Your task
Extract the stretch of the Plai Petch account starting with "The metal ring" and going on through "in the past.", copying it word for word.

My name was Plai Petch and I was shot dead by police one year ago - on Sunday, Dec 29, 1996 to be exact - shortly after breaking loose from a chain which kept me tied to a tree for 20 years at Wat Puet Udon, Pathum Thani.
The metal ring was biting into my leg and the pain was excruciating, yet I always let men take me back to my tree and never hurt anyone or caused any damage during the few times when I released myself in the past.
I was 25 years old - quite young for an elephant - when I was at last able to wander for a short distance before the police came. It was not easy: try not to trip and lose your balance after being chained to a tree for 20 years. But the grass was soft and green along the klong and I felt happy and carefree.
Then the cars appeared with their sirens. They closed in on all sides. Elephants aren't used to blaring sirens.
The first shots hit me in the legs. It was so painful - even worse than my chains. More than 10 policemen from Klong 2 police station were firing continually from the roof-tops as I desperately tried to get back to the safety of my tree.

Data supplied
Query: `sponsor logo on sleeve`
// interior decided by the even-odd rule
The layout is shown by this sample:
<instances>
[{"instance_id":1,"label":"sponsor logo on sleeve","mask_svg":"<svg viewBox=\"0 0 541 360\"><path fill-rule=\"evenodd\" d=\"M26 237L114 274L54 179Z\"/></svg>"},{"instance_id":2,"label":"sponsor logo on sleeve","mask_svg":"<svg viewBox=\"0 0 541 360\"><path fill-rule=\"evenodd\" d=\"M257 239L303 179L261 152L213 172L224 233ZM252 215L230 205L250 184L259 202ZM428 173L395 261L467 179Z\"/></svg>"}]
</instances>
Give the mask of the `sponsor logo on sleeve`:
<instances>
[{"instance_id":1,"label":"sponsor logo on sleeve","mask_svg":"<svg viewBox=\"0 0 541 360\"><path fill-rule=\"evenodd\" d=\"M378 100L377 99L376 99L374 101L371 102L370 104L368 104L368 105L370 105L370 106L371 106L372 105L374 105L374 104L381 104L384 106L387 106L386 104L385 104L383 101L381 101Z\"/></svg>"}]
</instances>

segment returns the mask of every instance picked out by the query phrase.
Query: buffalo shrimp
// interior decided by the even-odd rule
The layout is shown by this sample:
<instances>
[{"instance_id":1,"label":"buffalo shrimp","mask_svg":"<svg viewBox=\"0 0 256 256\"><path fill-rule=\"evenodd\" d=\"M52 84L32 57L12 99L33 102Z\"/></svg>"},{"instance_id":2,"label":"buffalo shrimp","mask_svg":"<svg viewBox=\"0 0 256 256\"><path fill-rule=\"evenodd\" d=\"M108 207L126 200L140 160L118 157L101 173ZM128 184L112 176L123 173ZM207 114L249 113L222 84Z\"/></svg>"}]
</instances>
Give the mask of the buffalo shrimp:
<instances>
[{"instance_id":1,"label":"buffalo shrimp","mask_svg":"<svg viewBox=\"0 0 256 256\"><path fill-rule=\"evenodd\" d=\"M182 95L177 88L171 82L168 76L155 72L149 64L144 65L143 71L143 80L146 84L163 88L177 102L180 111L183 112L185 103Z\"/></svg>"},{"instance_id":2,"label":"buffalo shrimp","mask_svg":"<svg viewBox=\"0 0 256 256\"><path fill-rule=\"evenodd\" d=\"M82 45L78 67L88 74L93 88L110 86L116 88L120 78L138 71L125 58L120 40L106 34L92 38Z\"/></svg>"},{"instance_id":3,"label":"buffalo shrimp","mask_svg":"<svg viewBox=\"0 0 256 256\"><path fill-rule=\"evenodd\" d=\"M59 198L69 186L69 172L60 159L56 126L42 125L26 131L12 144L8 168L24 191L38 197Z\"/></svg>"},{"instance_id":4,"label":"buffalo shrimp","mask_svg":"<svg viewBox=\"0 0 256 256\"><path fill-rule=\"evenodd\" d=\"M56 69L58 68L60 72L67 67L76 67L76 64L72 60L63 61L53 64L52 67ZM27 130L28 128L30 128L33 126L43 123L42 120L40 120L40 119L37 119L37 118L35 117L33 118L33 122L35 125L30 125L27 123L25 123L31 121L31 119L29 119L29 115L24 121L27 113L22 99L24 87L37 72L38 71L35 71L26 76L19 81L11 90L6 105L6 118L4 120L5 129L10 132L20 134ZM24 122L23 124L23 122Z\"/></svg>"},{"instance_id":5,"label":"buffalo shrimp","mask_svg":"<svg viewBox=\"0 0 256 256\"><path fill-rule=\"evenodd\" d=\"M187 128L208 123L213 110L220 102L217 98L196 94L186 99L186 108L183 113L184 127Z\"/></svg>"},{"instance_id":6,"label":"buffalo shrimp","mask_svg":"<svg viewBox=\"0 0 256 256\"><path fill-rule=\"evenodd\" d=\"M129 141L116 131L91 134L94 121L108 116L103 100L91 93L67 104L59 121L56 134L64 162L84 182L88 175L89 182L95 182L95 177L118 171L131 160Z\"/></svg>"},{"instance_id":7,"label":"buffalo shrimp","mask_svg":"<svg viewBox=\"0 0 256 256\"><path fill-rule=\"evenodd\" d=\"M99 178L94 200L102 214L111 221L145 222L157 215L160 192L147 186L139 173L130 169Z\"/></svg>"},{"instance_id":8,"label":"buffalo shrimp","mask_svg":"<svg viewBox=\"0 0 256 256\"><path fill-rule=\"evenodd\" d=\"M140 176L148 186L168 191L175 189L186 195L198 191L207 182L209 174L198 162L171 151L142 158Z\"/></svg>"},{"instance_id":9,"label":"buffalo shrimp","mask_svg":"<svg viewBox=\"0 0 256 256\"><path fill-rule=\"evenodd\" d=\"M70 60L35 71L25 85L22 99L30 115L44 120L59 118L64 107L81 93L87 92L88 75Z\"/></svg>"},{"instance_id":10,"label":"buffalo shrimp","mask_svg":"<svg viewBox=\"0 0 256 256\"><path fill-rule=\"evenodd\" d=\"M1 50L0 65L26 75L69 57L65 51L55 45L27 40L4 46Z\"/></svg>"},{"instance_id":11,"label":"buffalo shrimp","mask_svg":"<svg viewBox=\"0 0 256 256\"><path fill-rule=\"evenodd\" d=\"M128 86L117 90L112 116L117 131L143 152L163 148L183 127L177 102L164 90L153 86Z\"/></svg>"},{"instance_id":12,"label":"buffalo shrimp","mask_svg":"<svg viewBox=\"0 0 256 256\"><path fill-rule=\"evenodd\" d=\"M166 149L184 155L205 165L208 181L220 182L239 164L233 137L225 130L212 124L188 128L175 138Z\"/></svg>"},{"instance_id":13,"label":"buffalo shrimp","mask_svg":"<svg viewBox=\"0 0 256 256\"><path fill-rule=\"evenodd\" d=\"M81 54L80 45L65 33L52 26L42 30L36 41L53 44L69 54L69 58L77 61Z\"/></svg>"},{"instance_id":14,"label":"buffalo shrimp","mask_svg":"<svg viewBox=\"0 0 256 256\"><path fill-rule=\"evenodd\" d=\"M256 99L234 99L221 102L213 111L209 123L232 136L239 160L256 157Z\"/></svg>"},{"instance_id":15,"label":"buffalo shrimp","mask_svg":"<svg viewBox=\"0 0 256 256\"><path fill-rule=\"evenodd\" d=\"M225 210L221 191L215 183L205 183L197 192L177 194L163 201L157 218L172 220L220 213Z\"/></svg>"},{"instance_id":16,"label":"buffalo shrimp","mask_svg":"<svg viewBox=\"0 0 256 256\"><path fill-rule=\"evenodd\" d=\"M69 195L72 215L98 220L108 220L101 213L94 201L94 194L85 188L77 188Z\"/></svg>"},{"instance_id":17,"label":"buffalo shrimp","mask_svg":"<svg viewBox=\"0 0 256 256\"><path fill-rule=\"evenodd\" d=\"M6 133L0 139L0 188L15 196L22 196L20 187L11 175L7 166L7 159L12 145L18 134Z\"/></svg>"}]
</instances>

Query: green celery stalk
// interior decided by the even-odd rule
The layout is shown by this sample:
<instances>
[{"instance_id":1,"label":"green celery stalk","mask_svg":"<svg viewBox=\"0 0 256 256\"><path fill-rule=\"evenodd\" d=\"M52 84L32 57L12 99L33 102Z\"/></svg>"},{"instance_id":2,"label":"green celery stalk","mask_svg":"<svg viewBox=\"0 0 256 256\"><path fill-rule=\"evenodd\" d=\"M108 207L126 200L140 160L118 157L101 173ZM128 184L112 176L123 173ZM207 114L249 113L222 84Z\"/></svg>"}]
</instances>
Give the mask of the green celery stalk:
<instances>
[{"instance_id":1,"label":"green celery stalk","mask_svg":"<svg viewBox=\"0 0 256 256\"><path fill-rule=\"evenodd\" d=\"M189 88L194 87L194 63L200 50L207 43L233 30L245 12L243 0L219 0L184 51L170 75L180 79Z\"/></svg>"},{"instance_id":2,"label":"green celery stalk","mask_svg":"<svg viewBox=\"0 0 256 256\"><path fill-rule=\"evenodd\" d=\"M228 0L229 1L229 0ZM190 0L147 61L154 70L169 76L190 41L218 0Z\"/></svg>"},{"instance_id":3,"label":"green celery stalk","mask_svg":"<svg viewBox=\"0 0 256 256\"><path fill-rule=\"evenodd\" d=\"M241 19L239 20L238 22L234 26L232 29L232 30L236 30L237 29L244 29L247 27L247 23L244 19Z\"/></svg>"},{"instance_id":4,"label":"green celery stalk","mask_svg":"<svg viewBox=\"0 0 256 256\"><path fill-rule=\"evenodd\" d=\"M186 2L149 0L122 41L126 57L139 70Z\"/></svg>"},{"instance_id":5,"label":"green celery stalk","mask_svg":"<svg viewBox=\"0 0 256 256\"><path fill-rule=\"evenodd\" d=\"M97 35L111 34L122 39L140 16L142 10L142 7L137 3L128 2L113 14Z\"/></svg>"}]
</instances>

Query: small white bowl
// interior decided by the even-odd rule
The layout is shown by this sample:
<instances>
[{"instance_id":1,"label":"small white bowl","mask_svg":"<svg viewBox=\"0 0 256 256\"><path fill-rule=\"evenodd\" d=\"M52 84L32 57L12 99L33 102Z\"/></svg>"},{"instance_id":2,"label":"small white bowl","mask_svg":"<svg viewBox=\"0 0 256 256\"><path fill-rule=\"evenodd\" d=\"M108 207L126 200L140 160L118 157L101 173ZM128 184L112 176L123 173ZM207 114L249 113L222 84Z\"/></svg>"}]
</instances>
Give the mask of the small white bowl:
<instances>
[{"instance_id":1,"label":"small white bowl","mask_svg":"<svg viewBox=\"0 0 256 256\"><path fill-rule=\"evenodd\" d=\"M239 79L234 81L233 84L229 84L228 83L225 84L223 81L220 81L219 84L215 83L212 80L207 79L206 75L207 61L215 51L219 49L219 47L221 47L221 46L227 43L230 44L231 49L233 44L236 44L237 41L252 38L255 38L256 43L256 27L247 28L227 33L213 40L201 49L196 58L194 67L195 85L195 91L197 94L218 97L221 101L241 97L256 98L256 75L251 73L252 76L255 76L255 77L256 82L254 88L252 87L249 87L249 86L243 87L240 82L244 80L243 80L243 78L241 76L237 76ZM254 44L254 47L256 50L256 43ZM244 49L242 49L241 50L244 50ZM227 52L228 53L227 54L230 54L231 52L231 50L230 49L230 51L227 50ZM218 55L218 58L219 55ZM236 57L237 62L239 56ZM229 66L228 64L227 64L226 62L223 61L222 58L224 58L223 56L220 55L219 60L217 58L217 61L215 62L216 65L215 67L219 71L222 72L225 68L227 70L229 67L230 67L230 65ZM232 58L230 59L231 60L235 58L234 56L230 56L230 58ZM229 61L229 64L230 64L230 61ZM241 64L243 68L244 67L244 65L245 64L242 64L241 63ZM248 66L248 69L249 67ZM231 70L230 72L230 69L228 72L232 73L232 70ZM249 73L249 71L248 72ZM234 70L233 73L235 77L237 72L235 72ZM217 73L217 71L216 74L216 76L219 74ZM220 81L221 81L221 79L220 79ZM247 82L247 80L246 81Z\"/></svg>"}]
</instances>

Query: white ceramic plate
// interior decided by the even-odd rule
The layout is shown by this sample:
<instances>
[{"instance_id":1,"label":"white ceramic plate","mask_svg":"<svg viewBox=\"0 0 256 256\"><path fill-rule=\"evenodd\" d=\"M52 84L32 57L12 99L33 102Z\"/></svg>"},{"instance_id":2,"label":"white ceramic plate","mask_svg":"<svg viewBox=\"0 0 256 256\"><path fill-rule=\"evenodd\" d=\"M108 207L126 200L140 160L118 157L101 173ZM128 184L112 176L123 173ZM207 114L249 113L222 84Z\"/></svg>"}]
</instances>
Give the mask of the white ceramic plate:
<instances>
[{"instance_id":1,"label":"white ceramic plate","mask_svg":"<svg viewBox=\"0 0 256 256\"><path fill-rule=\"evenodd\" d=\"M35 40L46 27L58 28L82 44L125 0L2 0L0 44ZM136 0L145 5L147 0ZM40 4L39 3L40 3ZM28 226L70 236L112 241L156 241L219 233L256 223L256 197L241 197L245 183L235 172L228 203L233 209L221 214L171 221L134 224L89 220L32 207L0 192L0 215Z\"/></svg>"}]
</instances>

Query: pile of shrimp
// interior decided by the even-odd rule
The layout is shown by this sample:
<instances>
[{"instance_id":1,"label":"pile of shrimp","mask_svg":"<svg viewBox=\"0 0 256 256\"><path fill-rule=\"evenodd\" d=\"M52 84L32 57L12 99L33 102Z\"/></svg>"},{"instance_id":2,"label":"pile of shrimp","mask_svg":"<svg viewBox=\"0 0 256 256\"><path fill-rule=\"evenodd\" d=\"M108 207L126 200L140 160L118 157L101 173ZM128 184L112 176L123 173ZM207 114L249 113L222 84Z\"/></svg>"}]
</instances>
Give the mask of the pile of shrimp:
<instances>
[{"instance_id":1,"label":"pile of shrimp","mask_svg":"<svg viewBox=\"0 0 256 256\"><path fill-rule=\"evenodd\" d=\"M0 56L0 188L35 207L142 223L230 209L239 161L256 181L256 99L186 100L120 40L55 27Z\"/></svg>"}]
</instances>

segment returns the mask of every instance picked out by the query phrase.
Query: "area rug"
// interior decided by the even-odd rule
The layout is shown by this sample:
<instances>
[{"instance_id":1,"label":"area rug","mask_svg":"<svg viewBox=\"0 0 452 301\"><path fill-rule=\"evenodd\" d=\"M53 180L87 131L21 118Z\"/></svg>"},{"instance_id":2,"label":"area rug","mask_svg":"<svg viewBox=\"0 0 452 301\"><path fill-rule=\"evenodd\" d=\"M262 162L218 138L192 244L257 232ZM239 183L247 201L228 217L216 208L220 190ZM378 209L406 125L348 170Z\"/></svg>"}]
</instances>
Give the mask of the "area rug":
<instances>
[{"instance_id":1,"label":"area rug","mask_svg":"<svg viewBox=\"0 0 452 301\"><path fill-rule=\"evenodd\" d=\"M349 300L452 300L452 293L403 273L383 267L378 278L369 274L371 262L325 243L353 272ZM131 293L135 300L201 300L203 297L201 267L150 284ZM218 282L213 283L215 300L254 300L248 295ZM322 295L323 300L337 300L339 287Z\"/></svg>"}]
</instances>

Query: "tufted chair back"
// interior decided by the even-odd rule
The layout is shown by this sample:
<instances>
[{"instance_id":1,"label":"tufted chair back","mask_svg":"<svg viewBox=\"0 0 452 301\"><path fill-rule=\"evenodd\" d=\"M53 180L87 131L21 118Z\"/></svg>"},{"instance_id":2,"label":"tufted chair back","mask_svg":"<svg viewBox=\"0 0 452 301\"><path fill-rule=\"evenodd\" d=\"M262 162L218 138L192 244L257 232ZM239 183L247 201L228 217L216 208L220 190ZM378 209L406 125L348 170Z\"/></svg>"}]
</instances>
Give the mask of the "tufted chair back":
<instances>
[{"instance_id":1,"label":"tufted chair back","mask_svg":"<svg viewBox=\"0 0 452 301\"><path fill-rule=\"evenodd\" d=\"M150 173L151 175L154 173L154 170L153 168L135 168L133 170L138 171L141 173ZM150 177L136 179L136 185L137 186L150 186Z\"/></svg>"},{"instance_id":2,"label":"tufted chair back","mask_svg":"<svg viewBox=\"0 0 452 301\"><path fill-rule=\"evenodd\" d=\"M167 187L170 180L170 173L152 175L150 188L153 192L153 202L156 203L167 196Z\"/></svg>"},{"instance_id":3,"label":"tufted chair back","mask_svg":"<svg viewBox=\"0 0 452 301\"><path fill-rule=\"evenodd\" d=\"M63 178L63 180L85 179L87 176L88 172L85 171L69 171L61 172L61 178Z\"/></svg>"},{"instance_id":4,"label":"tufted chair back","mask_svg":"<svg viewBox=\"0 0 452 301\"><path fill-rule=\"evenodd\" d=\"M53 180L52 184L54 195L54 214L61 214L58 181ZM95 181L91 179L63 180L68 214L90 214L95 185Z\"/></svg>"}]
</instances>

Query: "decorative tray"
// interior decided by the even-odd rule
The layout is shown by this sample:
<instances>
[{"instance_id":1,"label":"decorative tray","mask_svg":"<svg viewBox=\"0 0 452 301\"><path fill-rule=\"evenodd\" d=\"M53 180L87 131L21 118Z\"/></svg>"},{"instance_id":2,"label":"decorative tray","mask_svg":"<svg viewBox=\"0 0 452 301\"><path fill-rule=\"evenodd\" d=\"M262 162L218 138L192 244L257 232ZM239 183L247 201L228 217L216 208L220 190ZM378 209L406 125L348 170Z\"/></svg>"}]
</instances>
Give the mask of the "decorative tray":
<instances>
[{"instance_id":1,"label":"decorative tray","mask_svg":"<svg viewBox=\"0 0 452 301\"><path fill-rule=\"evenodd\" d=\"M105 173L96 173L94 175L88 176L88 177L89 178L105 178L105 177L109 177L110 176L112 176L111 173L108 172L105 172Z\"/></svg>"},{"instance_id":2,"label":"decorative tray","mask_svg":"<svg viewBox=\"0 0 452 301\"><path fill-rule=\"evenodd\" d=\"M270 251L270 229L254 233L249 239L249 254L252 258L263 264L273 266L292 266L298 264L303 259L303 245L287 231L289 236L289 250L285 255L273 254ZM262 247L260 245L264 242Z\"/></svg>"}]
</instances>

Solved exercise
The metal ring was biting into my leg and the pain was excruciating, yet I always let men take me back to my tree and never hurt anyone or caused any damage during the few times when I released myself in the past.